_Task to complete_
Please write out everything from the line containing "pin: the paved" down to the end of the rows below, requests included. Scale every coordinate in the answers by 1.3 and round to whole numbers, with halves going up.

◇ ◇ ◇ ◇ ◇

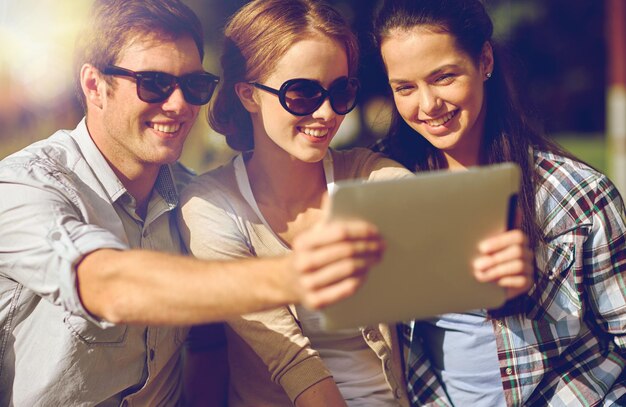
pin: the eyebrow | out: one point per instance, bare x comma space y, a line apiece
434, 72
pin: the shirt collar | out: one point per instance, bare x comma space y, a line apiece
164, 185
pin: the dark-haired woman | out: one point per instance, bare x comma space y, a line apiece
563, 343
288, 82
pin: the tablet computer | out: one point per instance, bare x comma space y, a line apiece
431, 224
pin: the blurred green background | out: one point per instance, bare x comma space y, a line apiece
557, 46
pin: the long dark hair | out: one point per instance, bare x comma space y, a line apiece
509, 135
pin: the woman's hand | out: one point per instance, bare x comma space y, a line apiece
330, 261
507, 261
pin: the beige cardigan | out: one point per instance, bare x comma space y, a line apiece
271, 361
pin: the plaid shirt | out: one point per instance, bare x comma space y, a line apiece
566, 346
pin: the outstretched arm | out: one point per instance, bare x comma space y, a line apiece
328, 263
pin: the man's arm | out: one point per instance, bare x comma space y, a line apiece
328, 263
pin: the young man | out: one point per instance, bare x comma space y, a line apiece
90, 302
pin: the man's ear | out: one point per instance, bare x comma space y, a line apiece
245, 93
93, 85
486, 60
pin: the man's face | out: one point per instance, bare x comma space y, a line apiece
137, 135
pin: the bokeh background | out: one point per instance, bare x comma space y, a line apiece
558, 47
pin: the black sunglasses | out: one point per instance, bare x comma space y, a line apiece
156, 87
302, 97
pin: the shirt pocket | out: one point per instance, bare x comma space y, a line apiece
555, 296
92, 334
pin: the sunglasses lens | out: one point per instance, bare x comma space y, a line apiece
303, 97
198, 88
343, 95
155, 87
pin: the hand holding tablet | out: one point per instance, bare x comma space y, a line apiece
432, 224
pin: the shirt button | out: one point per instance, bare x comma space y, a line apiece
387, 364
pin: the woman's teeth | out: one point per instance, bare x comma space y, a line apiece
315, 132
166, 128
440, 121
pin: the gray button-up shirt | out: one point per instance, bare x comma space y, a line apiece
60, 200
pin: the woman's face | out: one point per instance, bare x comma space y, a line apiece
438, 90
305, 138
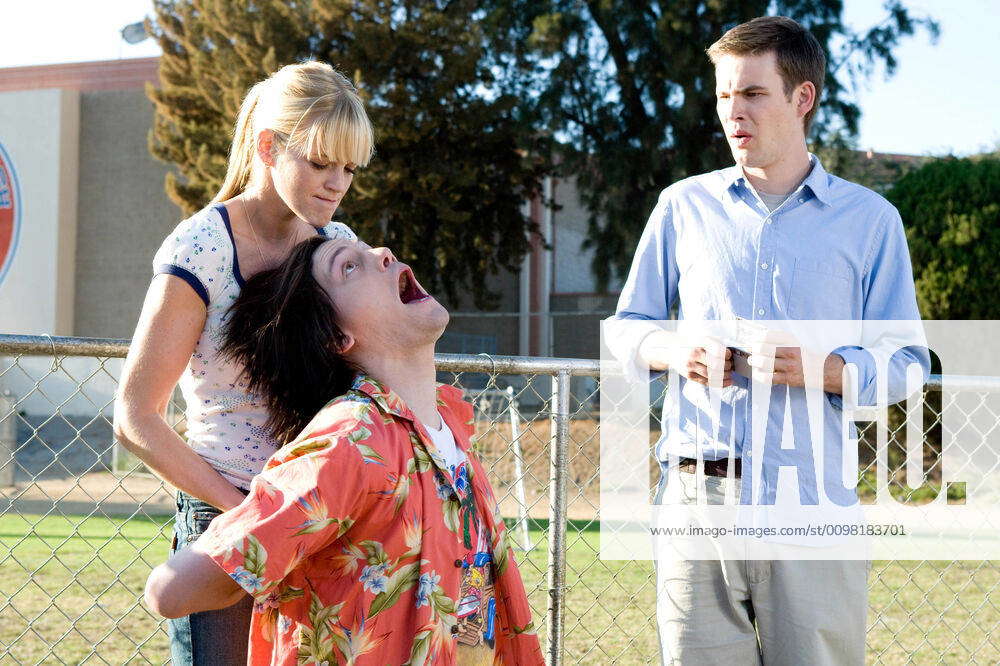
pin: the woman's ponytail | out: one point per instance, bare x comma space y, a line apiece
243, 148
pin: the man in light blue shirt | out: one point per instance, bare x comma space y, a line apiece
774, 237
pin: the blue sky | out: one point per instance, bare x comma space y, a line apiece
944, 97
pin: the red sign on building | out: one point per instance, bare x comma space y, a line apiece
10, 212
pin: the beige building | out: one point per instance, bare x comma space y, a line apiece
93, 211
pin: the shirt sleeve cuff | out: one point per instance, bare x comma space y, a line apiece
865, 388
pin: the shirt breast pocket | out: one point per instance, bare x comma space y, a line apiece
822, 288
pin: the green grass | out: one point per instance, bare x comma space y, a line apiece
70, 590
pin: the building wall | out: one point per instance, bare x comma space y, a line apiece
572, 264
124, 213
39, 130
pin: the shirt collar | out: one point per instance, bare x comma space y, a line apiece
818, 181
385, 398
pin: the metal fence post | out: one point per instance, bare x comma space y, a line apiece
8, 438
558, 471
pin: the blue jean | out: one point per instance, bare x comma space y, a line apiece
218, 637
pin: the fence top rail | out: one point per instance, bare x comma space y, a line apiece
51, 345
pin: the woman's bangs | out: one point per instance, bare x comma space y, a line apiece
340, 136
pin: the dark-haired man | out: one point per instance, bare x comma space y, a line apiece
774, 237
373, 537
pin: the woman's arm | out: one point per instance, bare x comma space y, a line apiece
172, 320
189, 582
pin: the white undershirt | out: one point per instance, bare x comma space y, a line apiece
444, 440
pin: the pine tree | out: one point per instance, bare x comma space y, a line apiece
628, 88
454, 160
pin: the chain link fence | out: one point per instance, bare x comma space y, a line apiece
81, 527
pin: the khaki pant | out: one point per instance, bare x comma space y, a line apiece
772, 612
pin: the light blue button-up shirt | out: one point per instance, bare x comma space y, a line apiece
832, 250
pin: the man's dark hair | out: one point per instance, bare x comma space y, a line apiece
283, 330
798, 55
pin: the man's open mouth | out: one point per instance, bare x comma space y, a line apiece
409, 290
741, 138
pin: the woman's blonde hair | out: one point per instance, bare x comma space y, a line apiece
313, 110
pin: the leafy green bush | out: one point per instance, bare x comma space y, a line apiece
951, 211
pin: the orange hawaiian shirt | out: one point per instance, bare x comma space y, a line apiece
351, 542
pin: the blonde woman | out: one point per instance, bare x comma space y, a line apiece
299, 137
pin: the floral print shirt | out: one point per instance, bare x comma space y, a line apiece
351, 541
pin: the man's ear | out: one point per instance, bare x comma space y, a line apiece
265, 147
805, 98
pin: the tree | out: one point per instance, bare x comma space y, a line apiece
951, 210
454, 158
628, 87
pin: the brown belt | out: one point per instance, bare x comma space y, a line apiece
712, 467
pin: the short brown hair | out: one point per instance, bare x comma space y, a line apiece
798, 55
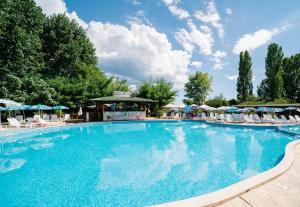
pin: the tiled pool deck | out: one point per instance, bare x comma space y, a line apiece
282, 191
277, 187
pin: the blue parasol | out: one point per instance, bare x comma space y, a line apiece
187, 109
40, 108
60, 107
1, 109
262, 109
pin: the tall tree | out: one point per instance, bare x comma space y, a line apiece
68, 51
244, 81
198, 87
273, 84
291, 77
159, 90
21, 57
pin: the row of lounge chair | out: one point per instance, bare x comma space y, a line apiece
39, 122
36, 121
253, 118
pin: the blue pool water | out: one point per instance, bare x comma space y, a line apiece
292, 128
131, 164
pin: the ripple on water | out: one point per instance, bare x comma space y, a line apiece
7, 165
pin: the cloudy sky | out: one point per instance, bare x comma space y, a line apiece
139, 39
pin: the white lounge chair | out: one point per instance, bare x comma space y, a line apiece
36, 116
41, 122
292, 119
297, 118
53, 117
20, 118
228, 118
203, 115
256, 118
176, 116
283, 118
67, 117
46, 117
30, 120
14, 122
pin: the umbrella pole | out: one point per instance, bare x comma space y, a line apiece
23, 116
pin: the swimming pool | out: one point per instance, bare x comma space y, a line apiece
295, 129
131, 163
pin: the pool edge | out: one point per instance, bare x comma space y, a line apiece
232, 191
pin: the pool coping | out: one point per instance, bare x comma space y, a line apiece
237, 189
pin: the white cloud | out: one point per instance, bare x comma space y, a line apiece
135, 2
228, 11
140, 18
232, 77
180, 13
201, 39
219, 54
212, 17
219, 65
256, 39
170, 2
138, 52
51, 7
73, 15
196, 64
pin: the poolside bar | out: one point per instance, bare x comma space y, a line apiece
120, 108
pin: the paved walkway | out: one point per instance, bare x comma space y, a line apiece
283, 191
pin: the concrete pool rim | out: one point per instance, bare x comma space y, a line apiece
225, 194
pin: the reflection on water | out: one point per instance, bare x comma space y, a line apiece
16, 145
131, 164
125, 168
7, 165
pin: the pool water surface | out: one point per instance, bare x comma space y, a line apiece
131, 163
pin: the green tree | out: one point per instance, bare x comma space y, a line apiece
159, 90
198, 87
291, 77
67, 49
217, 101
21, 57
272, 87
244, 81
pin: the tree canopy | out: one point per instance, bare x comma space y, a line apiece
244, 81
159, 90
291, 77
271, 88
48, 60
198, 87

◇ ◇ ◇ ◇ ◇

_Response below_
pin: the paved walkway | out: one point per instance, bare x comma space y, a line apiece
368, 248
pin: the concrete pool rim | out: one point per instance, bare x comma space y, a line apiece
293, 252
pin: the reflection on water | out: one point per instance, bare x comma space y, a line apiece
21, 189
170, 213
163, 218
9, 215
pin: the pool water surface | out: one point per instance, bare x comma space y, a line apiece
170, 212
pin: the green tree | out: one point per instance, bare x comma space y, a line apiece
207, 117
257, 113
378, 100
87, 64
282, 131
27, 74
354, 113
317, 105
pin: the tree canopy | out: one point per instance, bare x comma space y, a line apiece
317, 105
207, 117
378, 100
352, 114
62, 78
257, 113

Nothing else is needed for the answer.